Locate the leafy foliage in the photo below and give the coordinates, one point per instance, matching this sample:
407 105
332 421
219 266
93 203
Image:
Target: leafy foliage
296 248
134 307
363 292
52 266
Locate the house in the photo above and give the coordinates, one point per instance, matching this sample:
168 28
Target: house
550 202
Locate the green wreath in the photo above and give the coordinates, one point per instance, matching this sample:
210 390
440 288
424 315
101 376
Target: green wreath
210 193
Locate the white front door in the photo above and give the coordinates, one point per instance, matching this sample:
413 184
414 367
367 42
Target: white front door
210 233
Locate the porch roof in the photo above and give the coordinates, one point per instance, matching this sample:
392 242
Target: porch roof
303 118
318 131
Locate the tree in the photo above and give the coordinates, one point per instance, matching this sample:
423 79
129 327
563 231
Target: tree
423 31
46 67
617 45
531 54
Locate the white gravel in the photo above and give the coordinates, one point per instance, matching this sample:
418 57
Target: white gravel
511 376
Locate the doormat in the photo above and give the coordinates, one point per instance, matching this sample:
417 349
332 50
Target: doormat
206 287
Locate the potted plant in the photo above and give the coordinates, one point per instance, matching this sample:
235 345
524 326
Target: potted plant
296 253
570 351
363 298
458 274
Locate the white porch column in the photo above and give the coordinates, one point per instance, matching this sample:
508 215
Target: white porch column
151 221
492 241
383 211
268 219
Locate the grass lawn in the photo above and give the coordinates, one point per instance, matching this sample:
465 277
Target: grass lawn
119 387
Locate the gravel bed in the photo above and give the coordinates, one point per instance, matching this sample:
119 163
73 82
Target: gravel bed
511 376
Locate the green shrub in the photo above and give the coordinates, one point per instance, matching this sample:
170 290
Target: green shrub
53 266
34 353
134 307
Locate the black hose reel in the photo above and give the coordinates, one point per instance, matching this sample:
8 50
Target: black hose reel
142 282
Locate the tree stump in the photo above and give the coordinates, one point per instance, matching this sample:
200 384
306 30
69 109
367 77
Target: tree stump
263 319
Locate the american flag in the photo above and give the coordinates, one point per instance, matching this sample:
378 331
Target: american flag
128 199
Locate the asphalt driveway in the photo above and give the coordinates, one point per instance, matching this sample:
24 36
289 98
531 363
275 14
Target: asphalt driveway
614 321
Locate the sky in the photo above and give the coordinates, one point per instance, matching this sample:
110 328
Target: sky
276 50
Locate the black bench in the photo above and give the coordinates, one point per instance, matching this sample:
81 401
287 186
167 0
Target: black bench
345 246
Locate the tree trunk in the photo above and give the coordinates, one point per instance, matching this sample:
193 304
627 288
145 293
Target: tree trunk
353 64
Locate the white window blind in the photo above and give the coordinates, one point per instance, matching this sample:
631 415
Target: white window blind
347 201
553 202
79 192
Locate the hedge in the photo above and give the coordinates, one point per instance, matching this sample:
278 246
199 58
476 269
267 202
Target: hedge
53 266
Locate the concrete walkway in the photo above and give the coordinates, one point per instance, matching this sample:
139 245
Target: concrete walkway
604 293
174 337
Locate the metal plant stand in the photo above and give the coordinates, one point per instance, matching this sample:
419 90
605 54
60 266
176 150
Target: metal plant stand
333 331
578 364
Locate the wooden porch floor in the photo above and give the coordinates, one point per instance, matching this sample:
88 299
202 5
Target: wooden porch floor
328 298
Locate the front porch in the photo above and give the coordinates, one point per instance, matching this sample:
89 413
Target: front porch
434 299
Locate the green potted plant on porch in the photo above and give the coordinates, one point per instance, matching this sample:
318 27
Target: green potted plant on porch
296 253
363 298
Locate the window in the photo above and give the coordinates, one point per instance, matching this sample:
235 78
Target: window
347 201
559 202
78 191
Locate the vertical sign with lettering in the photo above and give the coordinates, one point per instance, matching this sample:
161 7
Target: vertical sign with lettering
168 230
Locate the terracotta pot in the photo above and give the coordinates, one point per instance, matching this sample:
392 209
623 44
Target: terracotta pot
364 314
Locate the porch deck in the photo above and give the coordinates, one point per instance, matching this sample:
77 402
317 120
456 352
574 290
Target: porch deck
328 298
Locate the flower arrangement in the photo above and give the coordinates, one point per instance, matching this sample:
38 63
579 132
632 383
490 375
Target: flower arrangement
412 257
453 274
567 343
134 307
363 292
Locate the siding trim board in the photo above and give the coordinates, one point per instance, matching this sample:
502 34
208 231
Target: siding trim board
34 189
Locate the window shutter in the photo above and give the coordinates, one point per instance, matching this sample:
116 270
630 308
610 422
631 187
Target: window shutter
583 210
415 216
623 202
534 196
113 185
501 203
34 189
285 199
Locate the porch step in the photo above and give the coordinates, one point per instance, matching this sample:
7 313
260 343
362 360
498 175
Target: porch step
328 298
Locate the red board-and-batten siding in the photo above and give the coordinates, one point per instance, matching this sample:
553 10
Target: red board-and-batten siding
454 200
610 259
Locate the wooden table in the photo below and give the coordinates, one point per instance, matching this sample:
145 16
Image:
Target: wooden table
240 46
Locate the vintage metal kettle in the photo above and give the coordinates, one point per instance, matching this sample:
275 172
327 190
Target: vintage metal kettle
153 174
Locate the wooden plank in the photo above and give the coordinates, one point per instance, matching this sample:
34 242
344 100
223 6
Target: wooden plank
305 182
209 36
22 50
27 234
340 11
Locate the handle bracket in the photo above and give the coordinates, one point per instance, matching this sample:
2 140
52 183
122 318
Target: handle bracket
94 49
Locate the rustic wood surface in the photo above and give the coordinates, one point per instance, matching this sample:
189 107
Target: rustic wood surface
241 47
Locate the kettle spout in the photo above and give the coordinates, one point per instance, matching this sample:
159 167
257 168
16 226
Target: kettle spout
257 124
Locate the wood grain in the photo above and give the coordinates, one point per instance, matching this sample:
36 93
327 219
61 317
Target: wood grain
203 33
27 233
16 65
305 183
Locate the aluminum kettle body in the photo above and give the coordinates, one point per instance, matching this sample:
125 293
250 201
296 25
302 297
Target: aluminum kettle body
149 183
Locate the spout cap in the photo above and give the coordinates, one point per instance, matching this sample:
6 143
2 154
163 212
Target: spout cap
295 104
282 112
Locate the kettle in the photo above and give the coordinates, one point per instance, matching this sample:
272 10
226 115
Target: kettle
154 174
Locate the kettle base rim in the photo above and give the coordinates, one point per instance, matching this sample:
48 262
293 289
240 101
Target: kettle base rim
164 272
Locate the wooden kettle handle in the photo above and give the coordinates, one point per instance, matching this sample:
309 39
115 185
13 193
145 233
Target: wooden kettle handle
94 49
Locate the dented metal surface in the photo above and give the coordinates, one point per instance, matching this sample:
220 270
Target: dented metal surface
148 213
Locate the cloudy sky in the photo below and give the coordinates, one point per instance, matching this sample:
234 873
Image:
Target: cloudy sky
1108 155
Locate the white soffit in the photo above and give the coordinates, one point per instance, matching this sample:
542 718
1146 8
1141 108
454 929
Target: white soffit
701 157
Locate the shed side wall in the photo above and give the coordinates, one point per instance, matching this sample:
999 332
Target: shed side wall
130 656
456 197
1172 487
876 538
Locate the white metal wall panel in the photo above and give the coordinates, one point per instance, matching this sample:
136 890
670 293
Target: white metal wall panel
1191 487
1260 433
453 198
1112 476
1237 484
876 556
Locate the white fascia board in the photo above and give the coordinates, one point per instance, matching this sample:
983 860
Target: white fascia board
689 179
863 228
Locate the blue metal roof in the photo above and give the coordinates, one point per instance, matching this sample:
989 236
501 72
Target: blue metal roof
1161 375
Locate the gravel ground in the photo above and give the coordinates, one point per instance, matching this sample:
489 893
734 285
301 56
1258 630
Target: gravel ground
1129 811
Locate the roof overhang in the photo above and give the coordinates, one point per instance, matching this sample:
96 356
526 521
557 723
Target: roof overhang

________________________

# DIRECTIONS
Each line above needs to be returned exactly as it is.

# TASK RESPONSE
Locate the leafy foliage in the photo below and give the coordinates, one point per instance, matching this sample:
407 105
332 421
219 266
93 203
Image:
Target: leafy foliage
296 248
134 307
363 292
52 266
Locate the house in the photo above and give the coordinates, one point per instance, matching this sample:
168 28
Target: house
550 202
Locate the green wreath in the photo above and give the coordinates, one point per instance, matching this sample:
210 390
440 288
424 315
101 376
Target: green wreath
210 193
Locate the white front door in the photo above and give the coordinates, one point per instance, matching this sample:
413 184
414 367
367 42
Target: white front door
210 233
Locate the porch roof in the photo above and give the coordinates, one point per instance, matching this sample:
392 242
Target: porch roof
303 118
318 131
Locate the tree in the photo above and give the coordinates, one point per instance, matching this sample:
423 79
129 327
563 231
Target: tree
423 31
46 67
617 45
531 54
Locate the white gravel in the photo above and give the coordinates, one point per instance, matching this sample:
418 57
Target: white gravel
511 376
Locate the doormat in the photo above and give the coordinates, one point per instance, matching this sample:
417 349
332 50
Target: doormat
206 287
Locate the potted plant in the photo above and give the coordinates, one point per instance, matching this sample:
235 345
524 326
Target: potted plant
296 253
570 351
363 298
458 274
Locate the white porch column in the photo above and give the coordinates, one point per instance, matching this sample:
508 215
Target: white porch column
151 221
492 241
383 211
268 219
Locate the grass lawn in the photo above and give the coordinates, one point per instance, matching this sample:
465 277
Target: grass lawn
119 387
Locate the gravel bed in the photo above and give the coordinates, one point per instance, matching this sample:
119 163
73 82
Target: gravel bed
511 376
Locate the green shrub in the photo above and give the coordinates, one point per instance, matching this sample:
170 290
Target: green shrub
53 266
34 353
134 307
Locate the black hose reel in the photo above and give the coordinates, one point per instance, matching this sample:
8 50
Target: black hose reel
142 282
Locate the tree stump in the photo above and give the coordinates, one point per instance, matching this sample:
200 384
306 30
69 109
367 77
Target: tree stump
263 319
Locate the american flag in the photo above and give the coordinates, one point per instance, matching this sample:
378 331
Target: american flag
128 199
Locate the asphalt driveway in the photo above and give the coordinates, one point per instance, matching this sample:
24 36
289 98
531 363
275 14
Target: asphalt driveway
614 321
Locate the sky in the photo above and give the coordinates, one point per instance, matching this sample:
110 328
Target: sky
276 50
Locate the black bench in the photo above and give the coordinates, one point per instance, matching this sample:
81 401
287 186
167 0
Target: black bench
345 246
Locate the tree trunk in the photo above and give the coordinates, one point per instance, matching this sample:
193 304
627 288
145 293
Target: tree trunk
353 64
Locate the white window blind in the photo above and give the coordinates, one point per instance, matching this sample:
631 415
Target: white window blind
347 201
553 202
79 192
Locate the hedge in the photo above and give the coordinates, one point per instance, matching this sample:
278 246
199 58
476 269
267 202
Target: hedge
53 266
Locate the concrete walkway in the photo above and give the coordinates, one point per instance, matching this sample:
139 245
Target: concrete walkway
604 293
174 337
Locate the metal plant stand in the photo above and give the coordinates, one point per instance, matching this sample:
419 90
605 54
60 266
176 150
Target: metal plant stand
333 331
578 364
Locate the wooden porch floor in the photo above and give the coordinates, one point per instance, matching this sample:
88 299
202 5
Target: wooden porch floor
328 298
Locate the front porch in the photo above and give the coordinates, one point per instance, matching this sample:
89 413
Target: front porch
434 299
Locate the green potted plant on porch in the photo above and give the coordinates, one point per instance, matching this sample:
318 27
Target: green potted plant on porch
296 253
363 298
Locate the window in the photo above and give the coordinates, one point per instance, matching this sample:
235 78
Target: window
347 201
559 202
78 191
Locate the vertical sign with lettering in the photo above and give the coordinates, one point per instance, matching this sample:
161 7
Target: vertical sign with lettering
168 230
Locate the terracotta pot in the photo above and give the coordinates, one point per instance, matching this sample:
392 209
623 44
Target: terracotta pot
364 314
Locate the porch deck in the photo above and give the coordinates, one point per instance, matching this sample:
77 402
317 120
456 352
574 290
Target: porch deck
328 298
Locate the flower arrangement in the photo above and give the coordinates, one point per instance, matching this sample:
38 63
579 132
632 383
490 375
Target: flower arrangement
412 257
453 274
567 343
134 307
363 292
Locate the siding trim board in the photo above and give the coordinates, one point per instance, matching this sample:
502 34
208 231
Target: siding trim board
34 189
Locate the window shutter in the photo above and give the coordinates, one point per instance, matching this sample:
116 270
630 308
610 422
631 187
Target: window shutter
583 210
415 216
623 202
534 196
113 185
501 203
34 189
285 199
Locate the porch step in the photo above and give the coordinates, one point per instance, matching this sample:
7 313
260 343
362 360
498 175
Target: porch step
328 298
Locate the red board-and-batten siding in the photo above and give the coordinates, one point per instance, matching this sample:
553 10
Target: red board-and-batten siding
454 200
610 259
Locate the wooden table in the photo below and give the coordinates, one point per instance, matching this sample:
145 16
Image:
Target: wooden table
240 46
Locate the vintage metal kettle in the photo above and give the coordinates, one point per instance, matching this sample:
275 172
327 190
Target: vintage metal kettle
153 174
Locate the wooden plank in the photo above and give the coordinates, one point per instance, matching this sample:
34 242
344 100
223 6
Target: wooden plank
305 182
209 36
22 50
27 234
340 11
Locate the handle bracket in the photo above and give the coordinates, one point per instance, matching this sample:
2 140
52 183
122 318
Target: handle bracket
94 49
Locate the rustic wood surface in the photo above and give the coordinates, one point per instance, matching this sample:
189 107
Target: rustic wood surface
241 47
Locate the kettle spout in the photo above and give the coordinates, one point per instance, matching this sample:
159 167
257 168
16 226
Target: kettle spout
257 124
Locate the wood grain in the photo above and give the coordinates, one point per instance, matching this sample:
36 93
327 219
61 317
Target: wood grain
203 33
27 233
16 65
305 183
Locate the aluminum kettle body in the photo above and give the coordinates, one point per instance, matching this sample:
125 293
250 201
296 25
302 297
Target: aluminum kettle body
149 183
Locate the spout cap in the photo above and give the coordinates, one point per instance, matching this sample:
6 143
2 154
163 212
Target: spout cap
295 104
282 112
Locate the kettle in the photo above and give the coordinates, one point per instance, matching this sample:
272 10
226 115
Target: kettle
154 174
Locate the kettle base rim in the photo above and give the coordinates, one point per instance, matching this sample:
48 262
293 289
240 101
Target: kettle base rim
164 272
Locate the wooden kettle handle in the photo above and give the coordinates, one point per instance, matching this sample:
309 39
115 185
13 193
145 233
Target: wooden kettle handle
94 49
Locate the dented metal surface in the photo above and give the coordinates, one point per instance, matching this sample:
220 270
Target: dented metal surface
148 213
Locate the cloudy sky in the photo below and give the coordinates, one point per instance, matching this sample:
234 873
Image:
Target: cloudy sky
1108 155
Locate the white soffit in the photo above and give the coordinates, one point per instance, matching this sample:
542 718
1146 8
1141 108
454 929
Target: white soffit
701 157
Locate the shed side wall in the photo above and give the coordinates, one point per instance, matching this sample:
999 332
Target: shed side wall
130 656
456 197
1172 487
876 538
Locate the white metal wall panel in the photo above and give the coordinates, one point per instance, matching this sample:
136 890
670 293
Target: white metal wall panel
1191 487
1260 433
453 198
1112 476
1237 484
876 556
Locate the white fascia board in the photo above and give the coordinates, one point per instance, matching this sample:
983 860
Target: white fascia board
689 179
863 228
Locate the blue metal roof in the photo above and give the coordinates, one point per instance, matching this sample:
989 236
501 72
Target: blue metal roof
1161 375
Locate the gravel ground in the photo above and give the coordinates, one point per instance, matching this sample:
489 893
734 285
301 56
1258 630
Target: gravel ground
1129 811
Locate the roof overhang in the photo above and give the coordinates, one point per instance, matching this sample:
96 356
526 521
557 723
Target: roof overhang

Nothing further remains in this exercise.